Your task -> Reproduce the opening lines of the records exactly, up to and including the line in which "Reviewer note: check that each instance of the driveway" occurs.

——

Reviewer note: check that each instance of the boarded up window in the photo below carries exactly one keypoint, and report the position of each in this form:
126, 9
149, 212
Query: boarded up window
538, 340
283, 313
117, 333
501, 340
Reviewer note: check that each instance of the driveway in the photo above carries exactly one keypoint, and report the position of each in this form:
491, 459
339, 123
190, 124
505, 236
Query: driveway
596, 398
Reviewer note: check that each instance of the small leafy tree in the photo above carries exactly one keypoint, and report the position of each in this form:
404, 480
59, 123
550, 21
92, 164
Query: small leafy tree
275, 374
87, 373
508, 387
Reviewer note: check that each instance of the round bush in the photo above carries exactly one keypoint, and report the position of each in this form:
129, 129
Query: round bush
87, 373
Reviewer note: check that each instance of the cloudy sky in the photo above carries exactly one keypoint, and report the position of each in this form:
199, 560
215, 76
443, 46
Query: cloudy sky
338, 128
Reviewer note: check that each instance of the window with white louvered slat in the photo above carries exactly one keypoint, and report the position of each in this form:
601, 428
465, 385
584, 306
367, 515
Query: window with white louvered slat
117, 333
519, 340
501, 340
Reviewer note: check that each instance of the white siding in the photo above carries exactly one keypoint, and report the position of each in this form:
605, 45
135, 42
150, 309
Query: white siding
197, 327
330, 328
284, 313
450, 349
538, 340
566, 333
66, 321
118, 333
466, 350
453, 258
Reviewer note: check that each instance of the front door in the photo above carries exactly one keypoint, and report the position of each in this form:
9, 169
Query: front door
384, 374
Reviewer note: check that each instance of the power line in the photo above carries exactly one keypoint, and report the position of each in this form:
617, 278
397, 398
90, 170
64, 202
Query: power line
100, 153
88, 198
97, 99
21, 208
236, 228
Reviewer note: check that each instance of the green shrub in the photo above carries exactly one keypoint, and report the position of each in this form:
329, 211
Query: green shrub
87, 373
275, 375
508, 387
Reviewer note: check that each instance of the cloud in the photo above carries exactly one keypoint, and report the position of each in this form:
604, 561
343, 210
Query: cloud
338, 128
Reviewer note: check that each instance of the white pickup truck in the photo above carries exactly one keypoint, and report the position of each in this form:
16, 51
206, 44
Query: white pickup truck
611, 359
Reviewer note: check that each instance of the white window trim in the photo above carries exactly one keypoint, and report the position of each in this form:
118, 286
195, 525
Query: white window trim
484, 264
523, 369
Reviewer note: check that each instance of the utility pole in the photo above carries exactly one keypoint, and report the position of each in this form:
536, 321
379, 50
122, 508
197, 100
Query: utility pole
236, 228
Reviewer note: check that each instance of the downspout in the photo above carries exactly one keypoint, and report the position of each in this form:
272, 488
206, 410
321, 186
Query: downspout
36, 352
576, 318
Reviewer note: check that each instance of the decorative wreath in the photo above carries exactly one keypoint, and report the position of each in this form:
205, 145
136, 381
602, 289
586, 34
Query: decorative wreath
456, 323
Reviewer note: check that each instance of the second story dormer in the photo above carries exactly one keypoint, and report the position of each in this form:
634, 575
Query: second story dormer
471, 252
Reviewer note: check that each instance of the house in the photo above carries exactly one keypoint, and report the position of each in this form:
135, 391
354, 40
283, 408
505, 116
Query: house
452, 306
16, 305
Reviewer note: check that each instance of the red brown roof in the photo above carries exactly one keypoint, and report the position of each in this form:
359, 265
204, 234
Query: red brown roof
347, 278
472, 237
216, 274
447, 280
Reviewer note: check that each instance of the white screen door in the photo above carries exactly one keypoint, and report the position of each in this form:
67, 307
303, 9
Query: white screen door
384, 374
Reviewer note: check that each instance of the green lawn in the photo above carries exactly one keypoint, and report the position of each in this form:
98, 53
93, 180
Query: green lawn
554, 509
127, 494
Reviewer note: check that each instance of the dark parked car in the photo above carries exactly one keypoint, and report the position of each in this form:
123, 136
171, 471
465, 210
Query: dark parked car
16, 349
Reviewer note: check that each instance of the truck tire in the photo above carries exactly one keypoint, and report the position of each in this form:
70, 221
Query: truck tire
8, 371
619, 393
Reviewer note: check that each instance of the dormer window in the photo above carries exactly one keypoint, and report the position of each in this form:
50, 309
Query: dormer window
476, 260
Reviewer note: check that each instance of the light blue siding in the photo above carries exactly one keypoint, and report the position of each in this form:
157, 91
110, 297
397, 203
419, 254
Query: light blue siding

——

Task result ->
Reviewer note: check that each instance of the boarded up window in the photo below carries exactly one keypoint, and report the position of each in this form:
126, 9
149, 212
Query: boarded up window
538, 340
283, 313
117, 333
501, 340
Reviewer note: check that each instance of the driveway in the photo above carries exactly one keypoint, and report the position of each in this form:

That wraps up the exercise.